§ **Description of the task**
Tally how many lines in the data below contain the string "floor". Reply with that number alone.

§ **Exercise material**
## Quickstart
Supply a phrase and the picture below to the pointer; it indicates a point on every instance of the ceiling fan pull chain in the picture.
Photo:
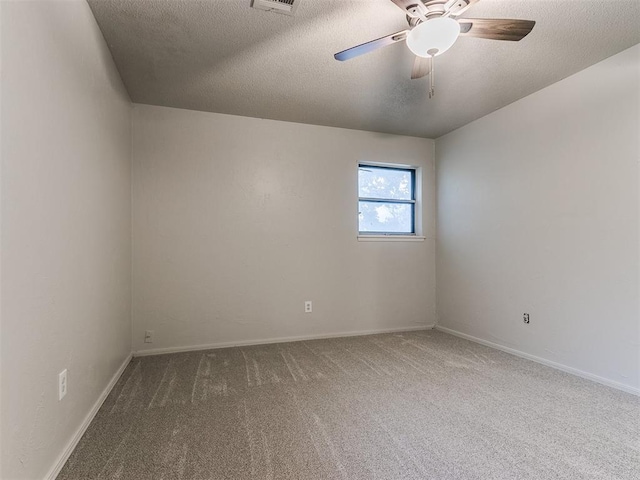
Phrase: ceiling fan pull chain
(431, 76)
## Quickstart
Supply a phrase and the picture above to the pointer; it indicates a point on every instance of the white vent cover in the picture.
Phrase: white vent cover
(287, 7)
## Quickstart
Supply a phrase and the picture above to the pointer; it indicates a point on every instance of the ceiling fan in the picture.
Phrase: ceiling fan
(434, 28)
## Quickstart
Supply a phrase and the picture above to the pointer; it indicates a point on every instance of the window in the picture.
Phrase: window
(386, 200)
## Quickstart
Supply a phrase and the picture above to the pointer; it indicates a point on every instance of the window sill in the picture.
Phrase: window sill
(390, 238)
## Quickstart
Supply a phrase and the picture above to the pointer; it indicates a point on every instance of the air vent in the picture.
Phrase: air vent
(286, 7)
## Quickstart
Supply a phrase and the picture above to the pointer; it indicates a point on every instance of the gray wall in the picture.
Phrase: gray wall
(238, 221)
(65, 222)
(538, 212)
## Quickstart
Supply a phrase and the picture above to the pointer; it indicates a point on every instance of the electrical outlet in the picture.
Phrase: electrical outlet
(62, 384)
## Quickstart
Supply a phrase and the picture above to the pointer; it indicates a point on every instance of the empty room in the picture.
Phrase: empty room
(320, 239)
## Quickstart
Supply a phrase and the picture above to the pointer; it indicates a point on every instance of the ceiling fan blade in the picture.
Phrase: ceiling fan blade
(458, 7)
(352, 52)
(413, 8)
(495, 28)
(420, 68)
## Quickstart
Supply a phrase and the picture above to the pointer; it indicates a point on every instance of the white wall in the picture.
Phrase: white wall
(538, 212)
(66, 213)
(238, 221)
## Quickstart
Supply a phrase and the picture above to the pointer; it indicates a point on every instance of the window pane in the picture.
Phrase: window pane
(384, 183)
(385, 217)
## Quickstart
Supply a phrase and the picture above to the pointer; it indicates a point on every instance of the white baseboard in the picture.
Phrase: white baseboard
(544, 361)
(68, 449)
(239, 343)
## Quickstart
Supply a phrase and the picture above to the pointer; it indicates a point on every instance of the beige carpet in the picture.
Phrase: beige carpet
(422, 405)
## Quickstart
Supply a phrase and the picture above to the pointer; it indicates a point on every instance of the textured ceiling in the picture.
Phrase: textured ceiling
(223, 56)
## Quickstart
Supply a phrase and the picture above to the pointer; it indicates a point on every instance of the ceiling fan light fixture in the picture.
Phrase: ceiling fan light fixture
(433, 37)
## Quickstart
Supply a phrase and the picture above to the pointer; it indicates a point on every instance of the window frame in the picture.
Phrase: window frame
(413, 201)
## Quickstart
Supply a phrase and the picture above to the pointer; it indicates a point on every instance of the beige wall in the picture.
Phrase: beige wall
(65, 227)
(538, 212)
(238, 221)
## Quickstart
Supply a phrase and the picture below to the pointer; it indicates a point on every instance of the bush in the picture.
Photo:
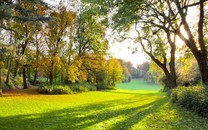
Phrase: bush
(17, 81)
(54, 90)
(83, 87)
(193, 98)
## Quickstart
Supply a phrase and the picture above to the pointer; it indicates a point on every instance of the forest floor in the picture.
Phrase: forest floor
(132, 106)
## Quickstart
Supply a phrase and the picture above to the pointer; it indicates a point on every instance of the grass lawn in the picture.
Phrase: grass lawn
(100, 110)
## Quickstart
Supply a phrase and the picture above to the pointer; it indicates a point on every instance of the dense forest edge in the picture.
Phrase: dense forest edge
(63, 49)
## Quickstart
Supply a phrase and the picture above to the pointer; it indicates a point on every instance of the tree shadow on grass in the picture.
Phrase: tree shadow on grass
(86, 116)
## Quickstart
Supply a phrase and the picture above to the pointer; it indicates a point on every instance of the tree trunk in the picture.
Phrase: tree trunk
(0, 82)
(9, 70)
(51, 78)
(202, 62)
(24, 77)
(16, 68)
(35, 75)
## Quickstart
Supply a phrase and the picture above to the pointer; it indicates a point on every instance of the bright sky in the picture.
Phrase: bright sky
(122, 51)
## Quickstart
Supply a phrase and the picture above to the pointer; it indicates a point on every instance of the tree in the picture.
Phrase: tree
(149, 18)
(55, 39)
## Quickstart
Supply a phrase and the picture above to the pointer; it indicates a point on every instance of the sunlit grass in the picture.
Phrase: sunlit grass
(145, 110)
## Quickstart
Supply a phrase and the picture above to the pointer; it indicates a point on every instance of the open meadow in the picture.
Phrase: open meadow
(131, 107)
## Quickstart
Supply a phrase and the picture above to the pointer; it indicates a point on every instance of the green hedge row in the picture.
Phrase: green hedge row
(193, 98)
(57, 89)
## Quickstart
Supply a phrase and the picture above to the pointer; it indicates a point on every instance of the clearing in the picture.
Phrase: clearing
(137, 107)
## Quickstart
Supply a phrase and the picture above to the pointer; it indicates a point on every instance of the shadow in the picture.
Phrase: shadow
(139, 93)
(21, 92)
(85, 116)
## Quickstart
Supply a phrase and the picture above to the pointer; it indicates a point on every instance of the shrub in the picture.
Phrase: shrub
(193, 98)
(82, 87)
(17, 81)
(54, 90)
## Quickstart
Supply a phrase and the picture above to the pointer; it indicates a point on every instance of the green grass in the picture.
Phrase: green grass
(139, 84)
(118, 109)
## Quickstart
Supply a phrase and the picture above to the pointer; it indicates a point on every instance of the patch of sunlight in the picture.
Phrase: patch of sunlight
(106, 124)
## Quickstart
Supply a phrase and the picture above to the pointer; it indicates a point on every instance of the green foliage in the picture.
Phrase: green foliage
(55, 90)
(82, 87)
(68, 89)
(17, 81)
(188, 72)
(113, 73)
(193, 98)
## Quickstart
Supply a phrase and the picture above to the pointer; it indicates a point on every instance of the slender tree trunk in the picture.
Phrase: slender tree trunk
(29, 76)
(35, 75)
(24, 77)
(0, 82)
(8, 72)
(51, 78)
(16, 68)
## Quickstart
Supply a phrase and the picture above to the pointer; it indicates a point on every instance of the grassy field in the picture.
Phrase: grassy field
(100, 110)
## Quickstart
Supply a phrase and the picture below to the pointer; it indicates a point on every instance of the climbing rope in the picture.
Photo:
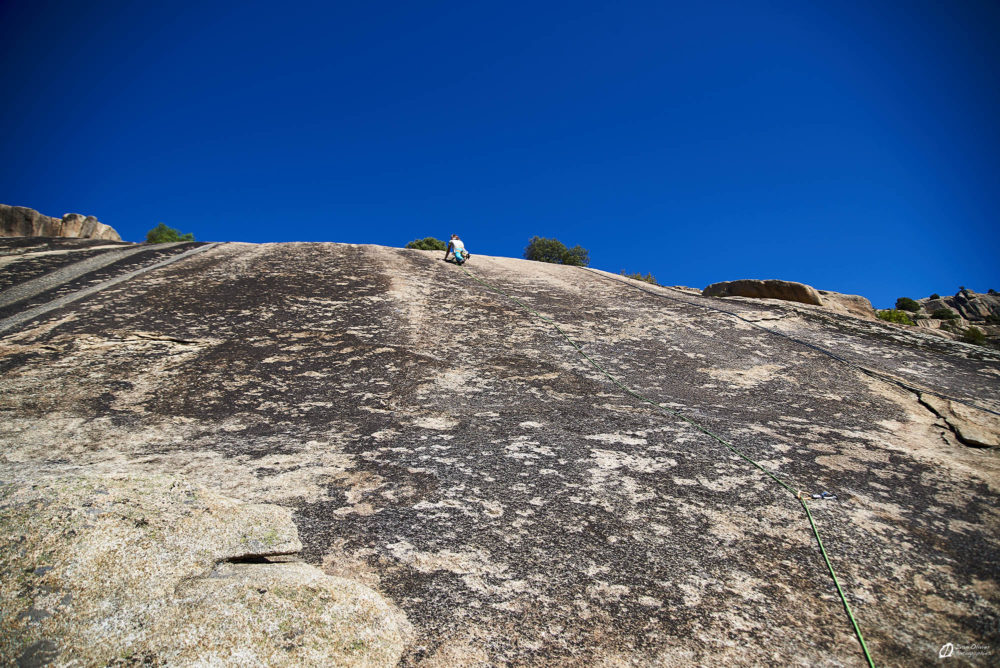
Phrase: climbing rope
(739, 453)
(878, 375)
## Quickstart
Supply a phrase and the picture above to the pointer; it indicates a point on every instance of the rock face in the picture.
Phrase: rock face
(19, 221)
(851, 304)
(455, 454)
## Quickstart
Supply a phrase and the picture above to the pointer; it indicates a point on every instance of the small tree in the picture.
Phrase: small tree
(552, 250)
(895, 315)
(648, 278)
(161, 234)
(427, 243)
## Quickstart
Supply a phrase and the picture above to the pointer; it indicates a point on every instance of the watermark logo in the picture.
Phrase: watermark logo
(972, 649)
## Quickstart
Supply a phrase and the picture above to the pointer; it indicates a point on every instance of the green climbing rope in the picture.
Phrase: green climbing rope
(786, 485)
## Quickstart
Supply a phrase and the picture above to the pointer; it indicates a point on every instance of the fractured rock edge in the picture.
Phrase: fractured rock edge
(156, 570)
(971, 427)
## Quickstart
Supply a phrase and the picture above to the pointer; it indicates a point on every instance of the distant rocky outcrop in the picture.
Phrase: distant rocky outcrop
(968, 305)
(793, 292)
(20, 221)
(966, 308)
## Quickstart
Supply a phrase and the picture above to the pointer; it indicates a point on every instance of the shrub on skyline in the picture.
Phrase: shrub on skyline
(552, 250)
(427, 243)
(895, 315)
(161, 234)
(648, 278)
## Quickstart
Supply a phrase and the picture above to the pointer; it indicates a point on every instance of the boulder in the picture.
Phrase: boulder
(855, 305)
(116, 570)
(20, 221)
(766, 289)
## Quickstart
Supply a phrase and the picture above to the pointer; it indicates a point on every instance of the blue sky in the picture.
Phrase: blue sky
(851, 146)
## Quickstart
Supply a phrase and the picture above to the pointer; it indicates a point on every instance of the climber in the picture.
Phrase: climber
(457, 250)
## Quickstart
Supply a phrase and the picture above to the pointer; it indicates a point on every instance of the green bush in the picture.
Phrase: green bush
(895, 315)
(648, 278)
(427, 243)
(161, 234)
(974, 335)
(552, 250)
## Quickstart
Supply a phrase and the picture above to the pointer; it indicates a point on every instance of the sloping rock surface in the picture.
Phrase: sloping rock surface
(20, 221)
(791, 291)
(442, 446)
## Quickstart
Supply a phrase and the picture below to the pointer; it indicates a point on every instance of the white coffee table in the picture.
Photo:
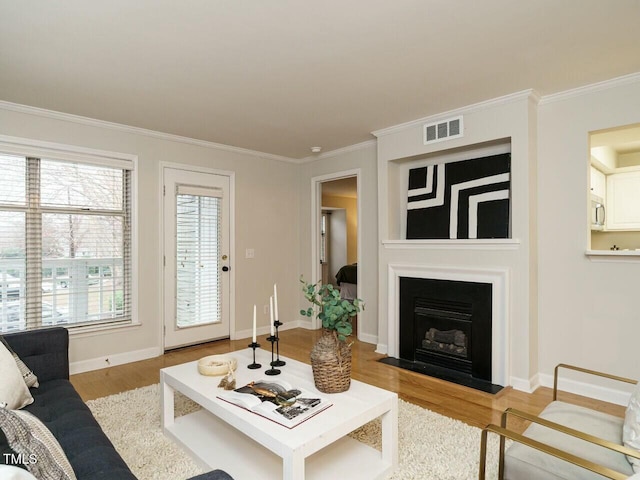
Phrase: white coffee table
(247, 446)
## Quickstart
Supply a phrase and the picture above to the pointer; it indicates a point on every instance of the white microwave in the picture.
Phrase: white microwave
(598, 213)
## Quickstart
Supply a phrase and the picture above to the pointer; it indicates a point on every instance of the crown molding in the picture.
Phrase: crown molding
(592, 88)
(505, 99)
(339, 151)
(67, 117)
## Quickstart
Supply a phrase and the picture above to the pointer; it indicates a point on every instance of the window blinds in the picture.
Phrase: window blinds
(65, 256)
(198, 299)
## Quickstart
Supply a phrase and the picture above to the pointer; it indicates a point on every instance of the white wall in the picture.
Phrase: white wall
(266, 214)
(589, 310)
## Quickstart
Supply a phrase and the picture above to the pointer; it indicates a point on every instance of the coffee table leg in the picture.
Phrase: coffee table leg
(293, 466)
(390, 435)
(166, 404)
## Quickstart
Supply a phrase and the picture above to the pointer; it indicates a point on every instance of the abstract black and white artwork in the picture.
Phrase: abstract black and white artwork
(460, 200)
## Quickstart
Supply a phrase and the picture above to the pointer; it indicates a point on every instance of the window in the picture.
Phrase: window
(65, 242)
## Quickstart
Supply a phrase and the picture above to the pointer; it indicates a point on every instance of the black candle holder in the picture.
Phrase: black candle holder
(254, 365)
(278, 362)
(272, 371)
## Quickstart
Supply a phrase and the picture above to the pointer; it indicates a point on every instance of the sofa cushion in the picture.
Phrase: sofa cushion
(88, 449)
(524, 462)
(29, 377)
(631, 427)
(39, 450)
(13, 391)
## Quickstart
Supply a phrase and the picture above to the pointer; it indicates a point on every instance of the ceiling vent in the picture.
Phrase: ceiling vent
(443, 130)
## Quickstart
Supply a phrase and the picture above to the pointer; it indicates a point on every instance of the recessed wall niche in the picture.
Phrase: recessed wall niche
(462, 193)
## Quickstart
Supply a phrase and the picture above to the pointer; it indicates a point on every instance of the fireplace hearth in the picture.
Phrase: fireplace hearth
(445, 330)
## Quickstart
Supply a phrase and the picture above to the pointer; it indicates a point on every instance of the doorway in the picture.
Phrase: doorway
(336, 215)
(196, 237)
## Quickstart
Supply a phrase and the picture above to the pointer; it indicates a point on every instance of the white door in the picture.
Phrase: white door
(196, 257)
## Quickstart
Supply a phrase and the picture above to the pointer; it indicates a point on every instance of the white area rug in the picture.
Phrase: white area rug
(431, 446)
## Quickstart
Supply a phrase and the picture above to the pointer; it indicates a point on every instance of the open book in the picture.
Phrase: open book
(277, 400)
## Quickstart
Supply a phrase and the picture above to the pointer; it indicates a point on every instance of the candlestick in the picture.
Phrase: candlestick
(272, 371)
(253, 338)
(277, 362)
(275, 301)
(271, 316)
(254, 365)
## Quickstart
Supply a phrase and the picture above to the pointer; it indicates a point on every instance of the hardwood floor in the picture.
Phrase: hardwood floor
(471, 406)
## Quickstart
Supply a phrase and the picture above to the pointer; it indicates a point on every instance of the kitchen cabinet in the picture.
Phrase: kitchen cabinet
(598, 183)
(623, 201)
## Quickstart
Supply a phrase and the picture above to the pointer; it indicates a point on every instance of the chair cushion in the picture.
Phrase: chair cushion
(631, 427)
(524, 462)
(13, 390)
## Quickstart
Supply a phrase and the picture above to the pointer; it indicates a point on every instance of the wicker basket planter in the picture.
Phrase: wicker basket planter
(331, 363)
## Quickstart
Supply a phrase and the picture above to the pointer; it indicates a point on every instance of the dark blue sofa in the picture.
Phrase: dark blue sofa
(61, 409)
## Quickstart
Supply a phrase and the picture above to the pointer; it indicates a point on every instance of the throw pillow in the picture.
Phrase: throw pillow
(9, 472)
(29, 377)
(13, 391)
(631, 427)
(31, 439)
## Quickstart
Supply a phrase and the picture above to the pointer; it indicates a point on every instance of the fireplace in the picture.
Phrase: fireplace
(460, 337)
(447, 324)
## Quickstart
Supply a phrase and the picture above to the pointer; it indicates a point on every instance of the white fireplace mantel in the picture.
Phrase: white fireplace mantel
(497, 277)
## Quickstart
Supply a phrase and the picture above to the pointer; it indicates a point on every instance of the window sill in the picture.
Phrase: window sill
(93, 330)
(624, 256)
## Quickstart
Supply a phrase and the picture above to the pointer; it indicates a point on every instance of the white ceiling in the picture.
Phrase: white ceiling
(280, 76)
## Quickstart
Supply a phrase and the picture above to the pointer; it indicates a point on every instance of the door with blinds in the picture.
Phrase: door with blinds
(196, 257)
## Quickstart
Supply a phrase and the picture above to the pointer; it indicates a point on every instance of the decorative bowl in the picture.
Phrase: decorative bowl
(215, 365)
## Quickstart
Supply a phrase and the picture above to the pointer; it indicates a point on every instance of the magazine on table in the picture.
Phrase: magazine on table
(278, 401)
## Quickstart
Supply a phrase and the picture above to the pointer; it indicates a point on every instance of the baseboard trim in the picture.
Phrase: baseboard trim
(611, 395)
(368, 338)
(381, 348)
(113, 360)
(523, 385)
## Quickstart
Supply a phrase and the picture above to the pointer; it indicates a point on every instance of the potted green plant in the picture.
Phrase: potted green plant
(331, 355)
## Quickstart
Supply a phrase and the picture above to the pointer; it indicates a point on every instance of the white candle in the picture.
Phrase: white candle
(275, 301)
(271, 312)
(253, 339)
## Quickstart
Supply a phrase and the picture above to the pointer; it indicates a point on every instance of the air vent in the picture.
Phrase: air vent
(443, 130)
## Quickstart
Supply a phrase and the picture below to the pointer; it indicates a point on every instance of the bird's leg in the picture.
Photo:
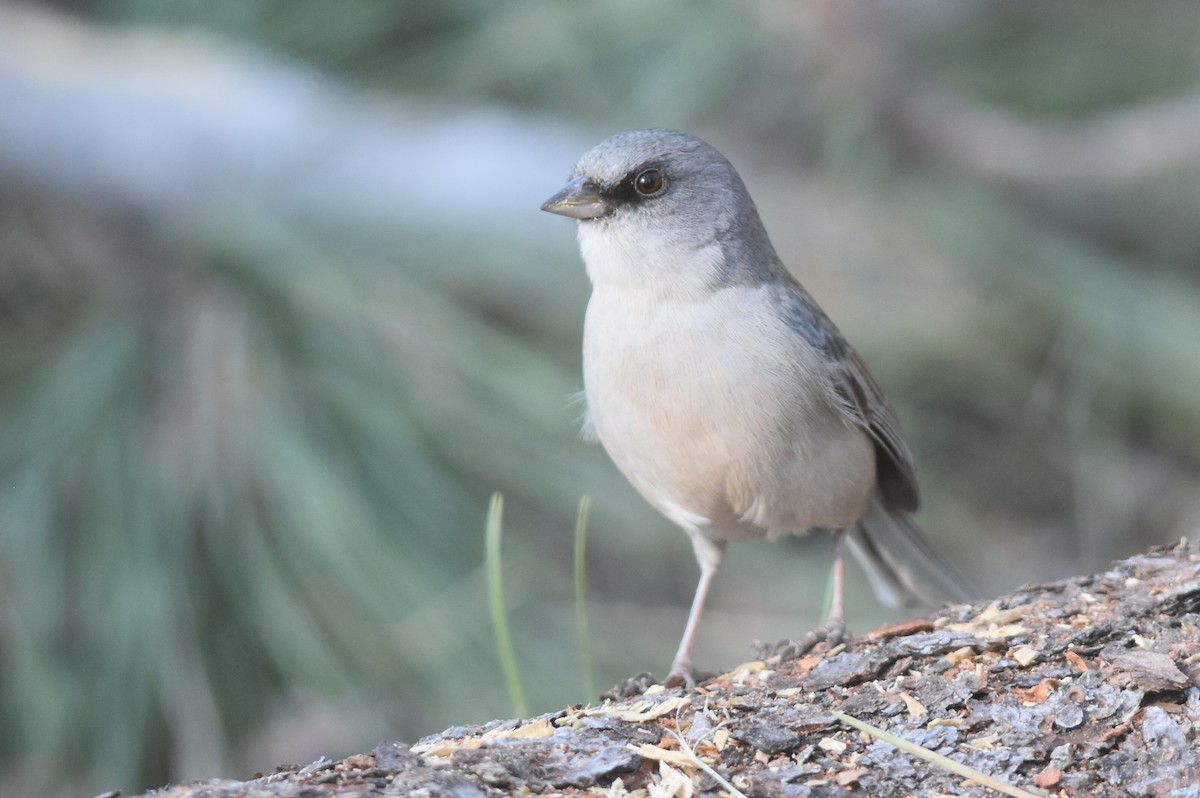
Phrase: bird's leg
(681, 670)
(833, 631)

§ **Solution for this task**
4